*** Opening of MATERIAL PROVIDED ***
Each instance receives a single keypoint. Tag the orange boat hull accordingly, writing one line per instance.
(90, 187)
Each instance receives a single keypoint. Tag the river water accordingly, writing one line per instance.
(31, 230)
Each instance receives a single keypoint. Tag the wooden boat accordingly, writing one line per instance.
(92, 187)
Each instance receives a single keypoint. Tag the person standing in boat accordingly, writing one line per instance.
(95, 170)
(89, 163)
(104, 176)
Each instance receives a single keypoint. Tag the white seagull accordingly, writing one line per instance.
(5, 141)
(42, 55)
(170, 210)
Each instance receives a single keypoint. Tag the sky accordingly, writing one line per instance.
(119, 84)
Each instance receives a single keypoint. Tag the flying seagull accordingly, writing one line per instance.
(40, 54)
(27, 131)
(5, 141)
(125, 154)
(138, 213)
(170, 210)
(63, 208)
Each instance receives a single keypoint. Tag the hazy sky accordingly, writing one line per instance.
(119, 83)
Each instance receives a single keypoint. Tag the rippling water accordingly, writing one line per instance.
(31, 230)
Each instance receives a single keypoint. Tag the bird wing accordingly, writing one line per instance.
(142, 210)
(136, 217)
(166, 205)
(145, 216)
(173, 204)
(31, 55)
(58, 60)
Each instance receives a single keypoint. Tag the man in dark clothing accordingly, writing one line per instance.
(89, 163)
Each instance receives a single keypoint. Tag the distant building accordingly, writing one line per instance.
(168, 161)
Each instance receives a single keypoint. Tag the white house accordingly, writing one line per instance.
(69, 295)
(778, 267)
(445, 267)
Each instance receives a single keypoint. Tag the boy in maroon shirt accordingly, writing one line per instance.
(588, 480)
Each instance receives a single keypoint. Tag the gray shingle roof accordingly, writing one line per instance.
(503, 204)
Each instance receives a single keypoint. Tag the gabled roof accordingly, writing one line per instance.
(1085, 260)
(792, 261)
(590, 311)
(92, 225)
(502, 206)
*** Close of MATERIAL PROVIDED ***
= YOUR OBJECTIVE =
Set all of the entries down again, exactly as they were given.

= SOLUTION FOR THIS TASK =
Each instance receives a single keypoint. Tag the orange boat hull accordingly, writing one line per instance.
(90, 187)
Each instance receives a single keypoint. Tag the river water accordingly, writing one line per instance.
(31, 230)
Each instance receives a single keypoint. Tag the wooden boat accordingly, writing one line per instance.
(92, 187)
Each instance receives a single keypoint. Tag the person standing in boat accordingly, writing one line per instance.
(95, 170)
(89, 163)
(104, 176)
Each instance receives a single keypoint. Tag the white seagull accordingly, writing one line per instance.
(5, 141)
(42, 55)
(170, 210)
Each instance receives a single keypoint. Tag the sky accordingly, writing one line per instance.
(119, 84)
Each instance receives a single keypoint. Tag the flying seagull accordingly, writing one line per instance.
(40, 54)
(27, 131)
(5, 141)
(125, 154)
(138, 213)
(170, 210)
(63, 208)
Each instance receives a single keypoint. Tag the hazy sky accordingly, writing one line per instance.
(119, 83)
Each instance receives a single keypoint. Tag the rippling water accordingly, writing one line per instance.
(31, 230)
Each instance receives a single keypoint. Tag the bird wing accordingly, writing one line per instance.
(142, 210)
(136, 217)
(166, 205)
(145, 216)
(173, 204)
(31, 55)
(58, 60)
Each instance receives a single keypoint. Tag the man in dark clothing accordingly, writing one line per instance.
(89, 163)
Each instance receives a single keypoint. Tag the distant building accordingly, writing one line per instance.
(168, 161)
Each instance receives a single keypoint. Tag the white house accordingly, writing one line per instance.
(69, 295)
(778, 267)
(445, 267)
Each instance receives a single keypoint. Tag the boy in maroon shirt accordingly, writing one line per instance.
(588, 480)
Each instance receives a single keypoint. Tag the gray shingle roof accordingly, writing one line per instance.
(503, 204)
Each instance receives a single keypoint. Tag the gabled roof accordingly, writing one line per instance.
(1085, 260)
(792, 261)
(590, 311)
(92, 225)
(502, 206)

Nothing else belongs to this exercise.